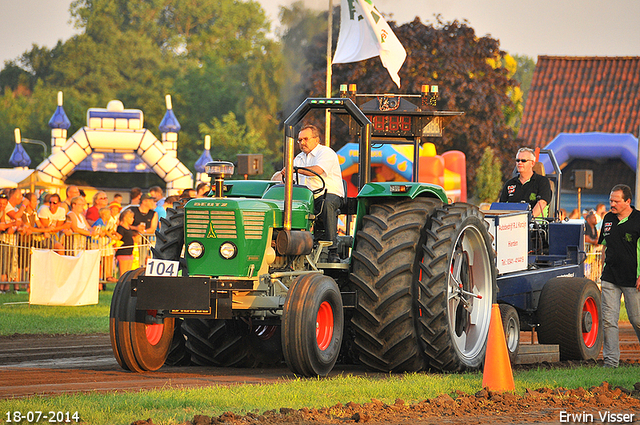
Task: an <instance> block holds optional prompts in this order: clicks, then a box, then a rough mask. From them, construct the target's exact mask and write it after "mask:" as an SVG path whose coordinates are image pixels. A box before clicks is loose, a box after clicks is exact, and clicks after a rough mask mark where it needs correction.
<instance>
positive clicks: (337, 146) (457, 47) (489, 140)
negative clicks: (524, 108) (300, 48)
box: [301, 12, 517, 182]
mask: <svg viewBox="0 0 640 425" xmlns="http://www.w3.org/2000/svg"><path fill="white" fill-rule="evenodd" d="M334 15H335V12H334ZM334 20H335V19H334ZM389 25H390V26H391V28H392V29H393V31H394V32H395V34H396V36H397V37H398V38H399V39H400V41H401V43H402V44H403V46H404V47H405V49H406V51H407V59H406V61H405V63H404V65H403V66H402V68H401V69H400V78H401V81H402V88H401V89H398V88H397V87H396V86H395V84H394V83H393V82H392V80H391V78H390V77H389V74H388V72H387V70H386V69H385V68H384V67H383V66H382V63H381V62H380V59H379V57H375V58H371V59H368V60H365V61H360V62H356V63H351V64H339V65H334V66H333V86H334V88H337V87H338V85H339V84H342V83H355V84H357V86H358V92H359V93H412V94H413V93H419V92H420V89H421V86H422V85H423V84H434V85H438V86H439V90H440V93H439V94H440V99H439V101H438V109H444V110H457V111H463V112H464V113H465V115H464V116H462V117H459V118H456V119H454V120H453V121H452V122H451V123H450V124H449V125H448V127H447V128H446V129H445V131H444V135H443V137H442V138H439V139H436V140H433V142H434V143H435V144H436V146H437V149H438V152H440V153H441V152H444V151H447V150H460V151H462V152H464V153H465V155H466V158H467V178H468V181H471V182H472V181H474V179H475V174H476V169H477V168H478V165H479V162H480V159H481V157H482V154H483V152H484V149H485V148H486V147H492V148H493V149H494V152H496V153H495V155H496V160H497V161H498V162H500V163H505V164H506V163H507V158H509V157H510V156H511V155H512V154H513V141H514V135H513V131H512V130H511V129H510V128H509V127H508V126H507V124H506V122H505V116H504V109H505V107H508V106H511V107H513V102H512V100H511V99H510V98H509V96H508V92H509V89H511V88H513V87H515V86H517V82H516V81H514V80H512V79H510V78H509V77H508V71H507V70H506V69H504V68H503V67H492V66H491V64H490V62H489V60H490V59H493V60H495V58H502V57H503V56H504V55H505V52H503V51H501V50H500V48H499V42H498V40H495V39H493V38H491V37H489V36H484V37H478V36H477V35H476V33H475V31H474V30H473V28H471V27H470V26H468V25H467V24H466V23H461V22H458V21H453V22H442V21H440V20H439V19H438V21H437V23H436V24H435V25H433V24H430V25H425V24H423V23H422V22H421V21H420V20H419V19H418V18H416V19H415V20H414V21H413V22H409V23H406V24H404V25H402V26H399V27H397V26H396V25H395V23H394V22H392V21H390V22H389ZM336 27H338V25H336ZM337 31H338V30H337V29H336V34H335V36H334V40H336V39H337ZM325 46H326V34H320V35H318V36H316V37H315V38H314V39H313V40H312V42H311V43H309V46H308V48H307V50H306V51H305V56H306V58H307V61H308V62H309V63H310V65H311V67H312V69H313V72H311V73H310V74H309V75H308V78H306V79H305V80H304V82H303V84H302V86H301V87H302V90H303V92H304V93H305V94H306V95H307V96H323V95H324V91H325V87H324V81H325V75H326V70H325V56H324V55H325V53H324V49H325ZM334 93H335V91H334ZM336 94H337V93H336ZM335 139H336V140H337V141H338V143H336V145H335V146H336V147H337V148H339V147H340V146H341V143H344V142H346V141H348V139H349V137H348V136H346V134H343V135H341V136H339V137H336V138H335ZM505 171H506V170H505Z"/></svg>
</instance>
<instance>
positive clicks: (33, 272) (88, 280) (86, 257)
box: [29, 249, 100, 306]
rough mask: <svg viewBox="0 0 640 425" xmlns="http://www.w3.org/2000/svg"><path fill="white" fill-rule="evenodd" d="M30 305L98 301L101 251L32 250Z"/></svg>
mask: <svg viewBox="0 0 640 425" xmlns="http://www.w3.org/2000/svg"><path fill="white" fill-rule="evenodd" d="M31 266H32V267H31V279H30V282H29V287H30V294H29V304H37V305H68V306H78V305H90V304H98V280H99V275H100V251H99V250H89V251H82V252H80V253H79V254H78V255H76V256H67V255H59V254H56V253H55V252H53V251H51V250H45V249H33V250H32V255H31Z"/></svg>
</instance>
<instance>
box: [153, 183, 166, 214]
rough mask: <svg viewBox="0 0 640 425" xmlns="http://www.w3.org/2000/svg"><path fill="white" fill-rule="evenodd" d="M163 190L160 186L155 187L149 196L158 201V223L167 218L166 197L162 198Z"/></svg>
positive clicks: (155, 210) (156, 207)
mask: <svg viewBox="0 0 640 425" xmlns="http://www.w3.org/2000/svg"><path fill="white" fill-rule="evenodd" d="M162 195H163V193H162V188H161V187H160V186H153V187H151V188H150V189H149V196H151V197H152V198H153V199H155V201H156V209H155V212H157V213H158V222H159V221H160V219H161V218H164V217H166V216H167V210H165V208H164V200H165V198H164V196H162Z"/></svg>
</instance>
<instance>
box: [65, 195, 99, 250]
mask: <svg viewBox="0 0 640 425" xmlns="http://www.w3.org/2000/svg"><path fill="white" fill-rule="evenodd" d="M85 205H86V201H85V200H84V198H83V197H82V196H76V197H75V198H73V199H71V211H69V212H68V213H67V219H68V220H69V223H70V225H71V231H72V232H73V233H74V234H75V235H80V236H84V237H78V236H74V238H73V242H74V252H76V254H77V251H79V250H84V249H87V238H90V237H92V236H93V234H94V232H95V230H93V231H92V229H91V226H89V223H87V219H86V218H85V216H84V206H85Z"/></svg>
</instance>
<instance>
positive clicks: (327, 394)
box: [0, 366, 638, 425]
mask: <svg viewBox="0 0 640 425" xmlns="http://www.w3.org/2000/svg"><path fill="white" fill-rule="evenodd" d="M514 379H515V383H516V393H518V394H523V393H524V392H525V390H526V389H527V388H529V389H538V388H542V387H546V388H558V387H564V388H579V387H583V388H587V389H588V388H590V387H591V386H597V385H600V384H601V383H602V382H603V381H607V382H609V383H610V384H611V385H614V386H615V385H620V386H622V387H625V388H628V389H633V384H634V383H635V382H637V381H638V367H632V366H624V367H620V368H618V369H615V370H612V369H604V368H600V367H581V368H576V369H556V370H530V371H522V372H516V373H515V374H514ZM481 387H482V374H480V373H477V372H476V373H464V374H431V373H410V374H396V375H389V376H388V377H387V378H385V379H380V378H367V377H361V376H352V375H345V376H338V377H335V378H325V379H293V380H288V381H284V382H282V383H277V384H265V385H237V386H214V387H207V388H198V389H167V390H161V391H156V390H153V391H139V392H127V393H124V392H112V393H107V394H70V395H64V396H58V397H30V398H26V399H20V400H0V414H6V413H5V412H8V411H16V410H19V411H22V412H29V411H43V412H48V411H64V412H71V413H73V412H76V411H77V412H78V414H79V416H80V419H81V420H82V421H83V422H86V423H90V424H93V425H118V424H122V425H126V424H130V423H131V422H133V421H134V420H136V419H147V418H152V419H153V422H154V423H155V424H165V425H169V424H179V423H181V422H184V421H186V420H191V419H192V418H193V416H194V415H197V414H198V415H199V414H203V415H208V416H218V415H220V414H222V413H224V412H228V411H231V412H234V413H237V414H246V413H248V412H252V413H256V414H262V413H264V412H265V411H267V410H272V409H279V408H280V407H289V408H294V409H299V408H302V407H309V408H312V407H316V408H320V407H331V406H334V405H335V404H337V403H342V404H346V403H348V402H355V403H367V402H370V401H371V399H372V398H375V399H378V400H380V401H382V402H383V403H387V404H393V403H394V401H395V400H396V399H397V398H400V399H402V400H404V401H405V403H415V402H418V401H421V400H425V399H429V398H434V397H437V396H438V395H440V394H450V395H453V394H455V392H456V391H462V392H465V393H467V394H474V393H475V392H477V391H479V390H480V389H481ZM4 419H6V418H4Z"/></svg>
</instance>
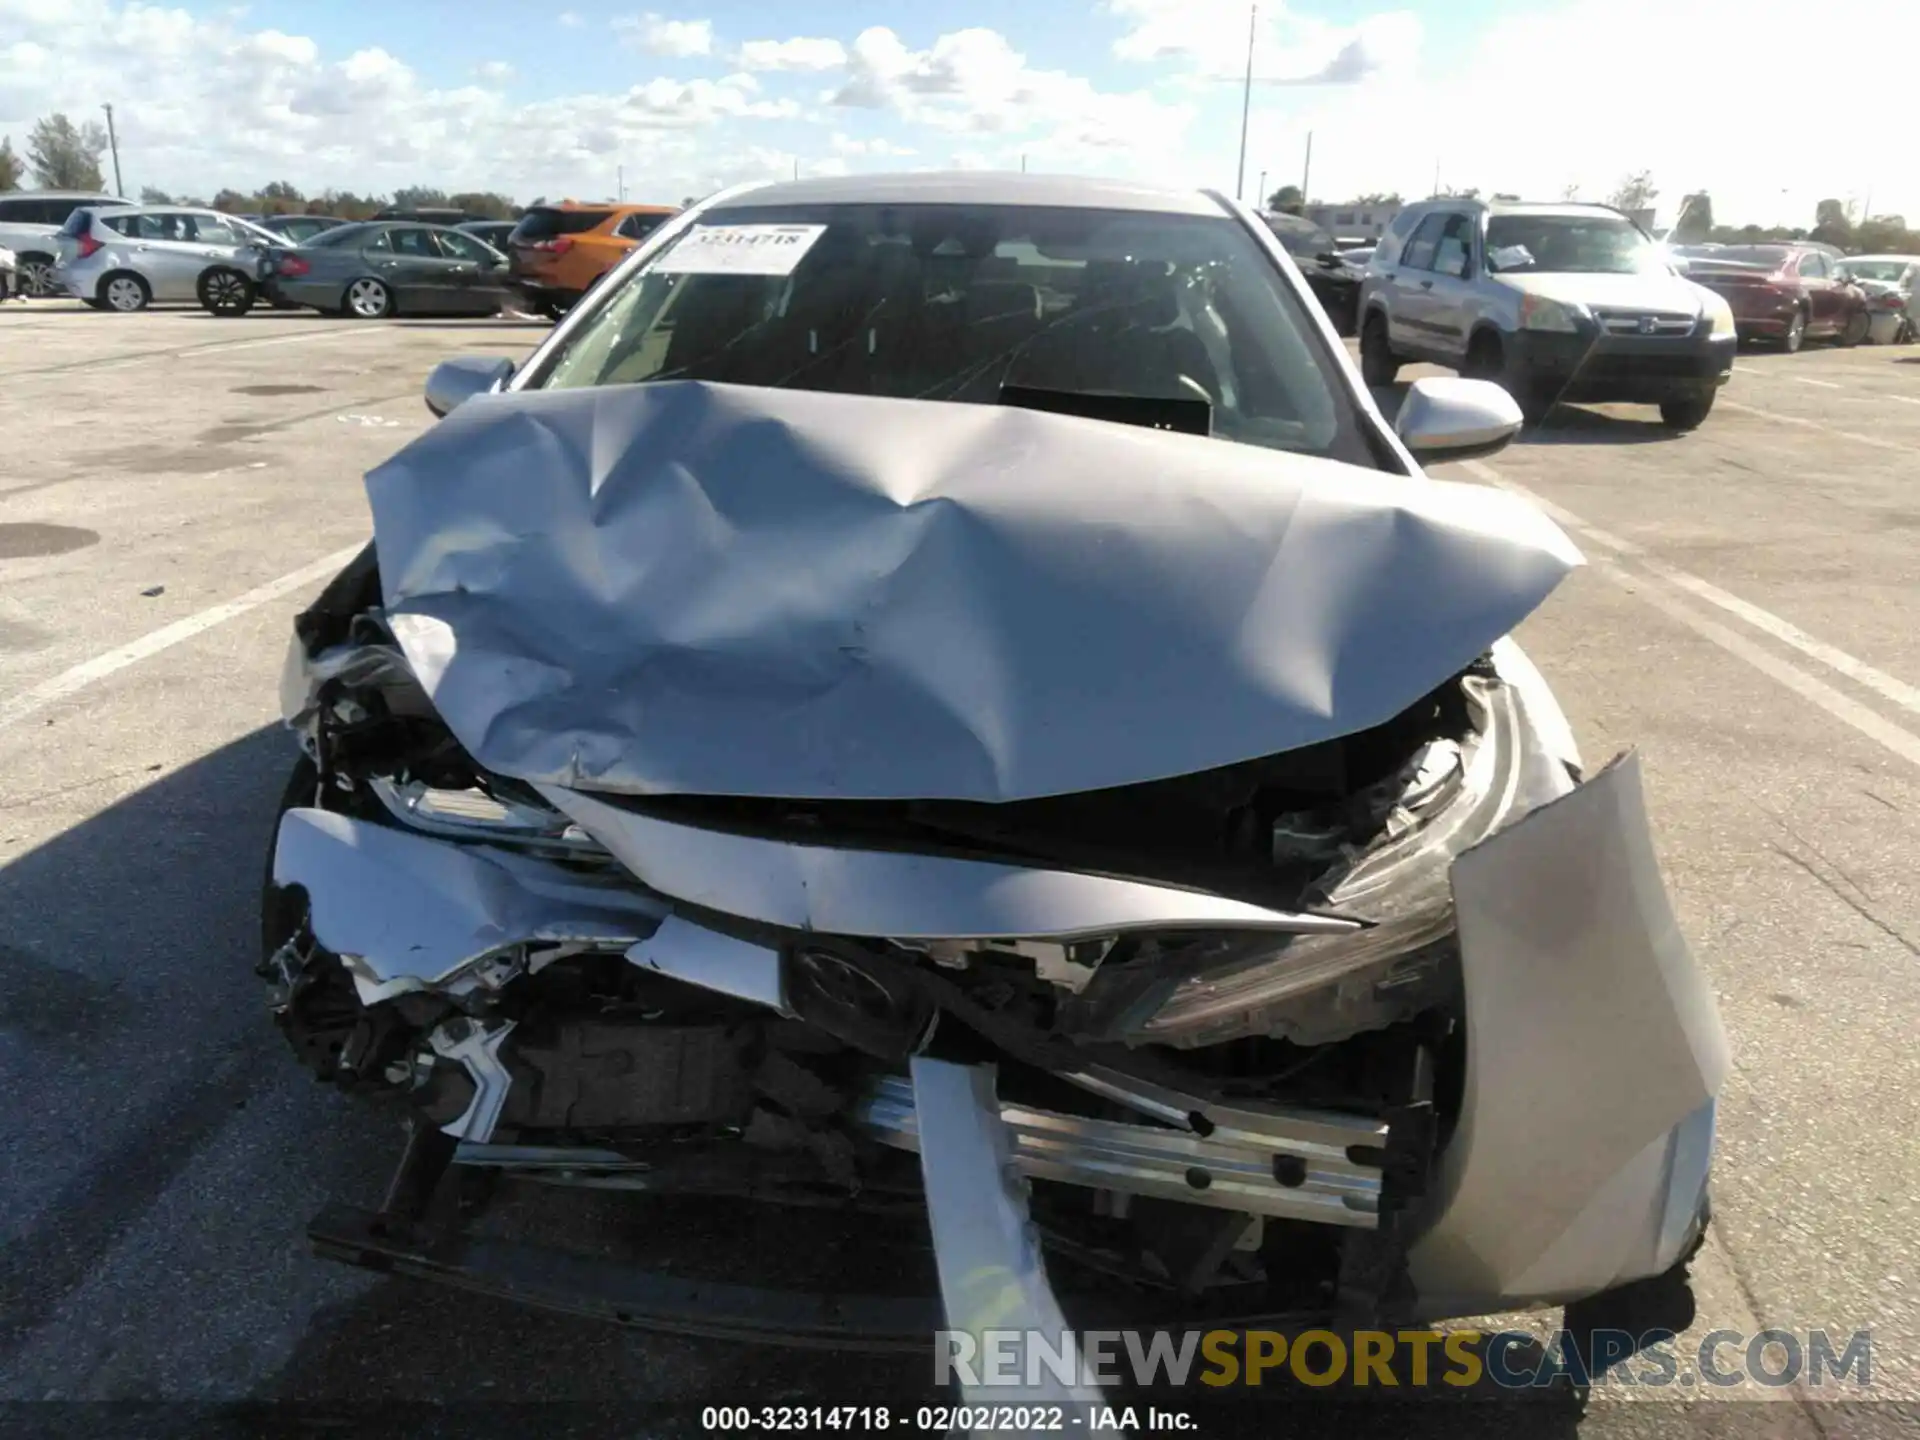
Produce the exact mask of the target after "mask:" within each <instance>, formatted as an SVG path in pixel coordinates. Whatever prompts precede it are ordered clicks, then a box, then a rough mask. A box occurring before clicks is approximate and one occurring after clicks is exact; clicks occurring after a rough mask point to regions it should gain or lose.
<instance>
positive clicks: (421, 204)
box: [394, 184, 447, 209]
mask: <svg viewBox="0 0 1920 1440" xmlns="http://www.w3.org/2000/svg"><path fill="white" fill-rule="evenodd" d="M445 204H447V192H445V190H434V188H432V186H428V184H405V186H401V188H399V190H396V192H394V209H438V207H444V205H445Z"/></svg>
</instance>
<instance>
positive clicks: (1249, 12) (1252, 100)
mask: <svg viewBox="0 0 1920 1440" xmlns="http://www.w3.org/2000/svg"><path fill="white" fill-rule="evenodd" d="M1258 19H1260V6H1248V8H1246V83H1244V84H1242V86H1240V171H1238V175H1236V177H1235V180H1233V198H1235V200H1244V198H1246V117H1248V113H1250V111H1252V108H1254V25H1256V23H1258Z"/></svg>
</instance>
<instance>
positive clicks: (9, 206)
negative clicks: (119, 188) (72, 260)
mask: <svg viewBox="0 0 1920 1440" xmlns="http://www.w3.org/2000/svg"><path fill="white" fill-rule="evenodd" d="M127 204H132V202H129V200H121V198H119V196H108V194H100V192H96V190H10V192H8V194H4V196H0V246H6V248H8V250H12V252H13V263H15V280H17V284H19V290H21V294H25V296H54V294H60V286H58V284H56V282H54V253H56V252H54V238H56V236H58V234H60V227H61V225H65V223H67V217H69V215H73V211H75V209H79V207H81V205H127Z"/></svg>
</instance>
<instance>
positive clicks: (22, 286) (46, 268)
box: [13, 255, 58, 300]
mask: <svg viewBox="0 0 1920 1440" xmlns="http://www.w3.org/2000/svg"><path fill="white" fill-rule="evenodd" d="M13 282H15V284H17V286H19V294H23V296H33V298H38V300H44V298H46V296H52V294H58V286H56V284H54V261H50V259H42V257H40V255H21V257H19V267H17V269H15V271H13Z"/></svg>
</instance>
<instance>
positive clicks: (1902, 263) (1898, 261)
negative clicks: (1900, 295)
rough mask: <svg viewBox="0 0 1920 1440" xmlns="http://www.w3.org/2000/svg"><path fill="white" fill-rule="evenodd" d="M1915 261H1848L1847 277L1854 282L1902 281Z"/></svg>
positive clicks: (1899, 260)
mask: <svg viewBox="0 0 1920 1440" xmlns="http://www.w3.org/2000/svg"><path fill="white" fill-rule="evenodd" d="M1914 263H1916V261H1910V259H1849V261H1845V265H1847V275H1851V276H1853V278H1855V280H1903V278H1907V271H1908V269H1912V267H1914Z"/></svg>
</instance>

* * * * * * *

Your instructions ->
Can you rewrite the records from their start up to and including the line with "box: [301, 12, 517, 182]", replacing "positive clicks" with "include points" and leaving everything else unchanged? Leave the pictures out of the answer.

Output for this task ->
Task: an <instance> block holds optional prompts in this order: clicks, then a box, then a rough mask. From them, construct the target's exact mask and write it after "mask:" as an SVG path whose coordinates are image pixels. A box before clicks is loose, a box after clicks is exact, and clicks after a rough mask mark where it needs correction.
<instance>
include points: (337, 146) (457, 47) (489, 140)
negative clicks: (524, 108) (300, 48)
box: [301, 12, 517, 182]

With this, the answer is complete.